Provided records START
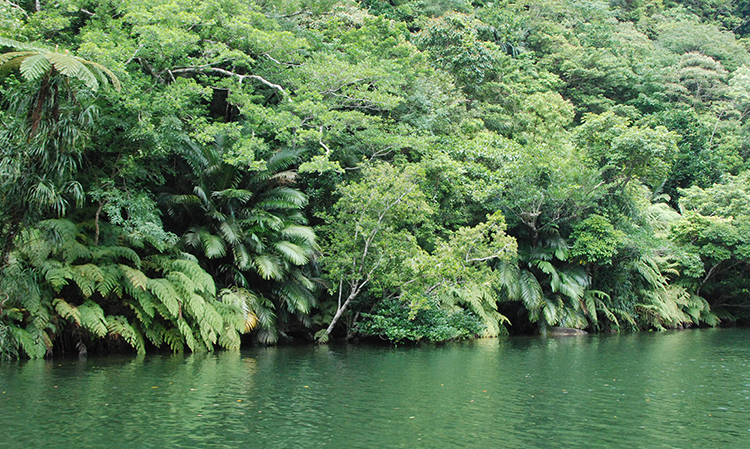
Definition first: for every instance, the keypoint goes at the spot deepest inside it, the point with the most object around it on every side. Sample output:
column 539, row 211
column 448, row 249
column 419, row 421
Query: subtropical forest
column 188, row 175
Provided records END
> [Task instructions] Output the records above verbatim. Pictures stay out.

> [The completed task]
Definition first: for every instance, the keypoint goes at the spot deepest inside it, the point with the most object around it on every side. Sample output:
column 539, row 211
column 448, row 249
column 419, row 421
Query: subtropical forest
column 188, row 175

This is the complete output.